(LIST OF TASKS):
1) In the text on early Virginia, how many settlers did John Rolfe record in 1616?
2) Write a continuation of the text on early Virginia's colonial government, starting after its final sentence.

(TEXT EXTRACT):

----

In 1612, King James renewed the charter for the Virginia Company and allowed more self-governance. By 1616, John Rolfe recorded the English population in Virginia as 351 settlers at six different settlements. (Timeline)

James River. Public domain.

 The Virginia Company instituted a “headright” system, giving 50 acres to anyone who paid fare to get there, plus 50 additional acres for each person brought with him. This encouraged more settlement by “gentlemen” and laid the foundation for a plantation economy. (Timeline)

When Governor George Yeardley arrived in 1619, he brought a charter to form a government in which white men with property would be able to choose representatives for a new assembly meeting in Jamestown. (Timeline) In July, the House of Burgesses met for the first time. They passed a law requiring tobacco to be sold for at least three shillings per pound; passed measures against idleness, gambling, and drunkenness; and made church attendance mandatory. In addition, these 22 burgesses, with Gov. Yeardley and his council, decided how much settlers should pay in taxes. (The First Legislative Assembly)

----

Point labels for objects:
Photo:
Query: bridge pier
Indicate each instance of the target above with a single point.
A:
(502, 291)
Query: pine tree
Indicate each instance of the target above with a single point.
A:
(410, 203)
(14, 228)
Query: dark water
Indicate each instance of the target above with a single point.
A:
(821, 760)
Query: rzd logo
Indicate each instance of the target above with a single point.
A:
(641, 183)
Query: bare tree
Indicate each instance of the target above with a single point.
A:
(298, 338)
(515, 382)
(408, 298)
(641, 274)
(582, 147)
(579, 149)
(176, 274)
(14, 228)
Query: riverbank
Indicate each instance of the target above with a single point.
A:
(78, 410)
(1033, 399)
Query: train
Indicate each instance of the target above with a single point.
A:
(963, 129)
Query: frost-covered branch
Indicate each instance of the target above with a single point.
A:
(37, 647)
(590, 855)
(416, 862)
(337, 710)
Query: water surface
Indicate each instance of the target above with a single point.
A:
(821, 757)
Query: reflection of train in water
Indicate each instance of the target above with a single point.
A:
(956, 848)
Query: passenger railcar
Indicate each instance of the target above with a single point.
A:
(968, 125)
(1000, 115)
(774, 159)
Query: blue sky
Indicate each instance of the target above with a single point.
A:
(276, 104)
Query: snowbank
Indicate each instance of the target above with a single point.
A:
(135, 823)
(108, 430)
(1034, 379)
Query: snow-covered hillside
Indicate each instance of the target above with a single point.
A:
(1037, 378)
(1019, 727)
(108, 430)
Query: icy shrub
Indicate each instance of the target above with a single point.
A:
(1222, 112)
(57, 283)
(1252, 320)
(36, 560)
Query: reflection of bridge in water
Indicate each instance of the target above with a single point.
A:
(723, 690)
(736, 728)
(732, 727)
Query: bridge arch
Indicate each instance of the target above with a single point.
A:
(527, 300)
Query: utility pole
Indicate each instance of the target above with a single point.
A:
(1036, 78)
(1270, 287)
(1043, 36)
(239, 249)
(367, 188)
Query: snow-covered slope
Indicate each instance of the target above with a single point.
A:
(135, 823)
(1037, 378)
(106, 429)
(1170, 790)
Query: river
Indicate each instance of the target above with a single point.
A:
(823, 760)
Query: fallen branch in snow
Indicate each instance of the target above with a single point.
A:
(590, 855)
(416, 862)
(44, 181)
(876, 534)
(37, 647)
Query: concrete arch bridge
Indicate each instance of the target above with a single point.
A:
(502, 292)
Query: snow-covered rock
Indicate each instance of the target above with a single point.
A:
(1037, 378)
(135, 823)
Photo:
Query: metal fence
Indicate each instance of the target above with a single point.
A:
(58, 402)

----

(EXPECTED OUTPUTS):
1) 351 settlers, spread across six settlements.

2)
Less than a month later, the first Africans arrived in Jamestown on a ship with a Dutch captain who wanted to sell them. “[T]o the credit of the colonists . . . they were unwilling to purchase the slaves . . . But upon his threat to throw them overboard, as his vessel was short of provisions, the colonists bought them out of pity, and unwittingly founded the system of enforced Negro labor, which in time cost Virginia a fearful price in blood and treasure.” (Wallace)

Also in 1619, as a way to revive the deteriorating settlement in Henrico, it was proposed to build a Protestant college to educate the Indians’ and the planters’ children. Ten thousand acres would be set aside for the school near Arrowhattock.  It was to be called “Colledg Land” and 50 “good” people would be sent as tenants who would keep half the profits of their labor and give the other half toward starting the college.  Plans were made to build a common guest house to serve as an inn to house the 50 new settlers.  (Land 469ff

Now back to Christopher and Mary . . .

new life in virginia

Explanatory Note: From John Dorman’s 3-volume Adventurers of Purse and Person, 4th edition, Volume 1A, p. ix:

     CALENDAR: The Julian calendar, according to which 25 March was   reckoned as the first day of the New Year, was in use together with the Gregorian calendar until 1752 when it was abandoned and the 11 days difference between the two calendars was dropped out of the   year. The occurrence of an event between 1 January, the first day of the New Year according to the Gregorian calendar and 25 March, the New Year’s Day of the Julian calendar, is indicated by a diagonal: thus 16 February 1624/25, which shows that the event took place on 16 February 1624 by the Julian but 1625 by the Gregorian.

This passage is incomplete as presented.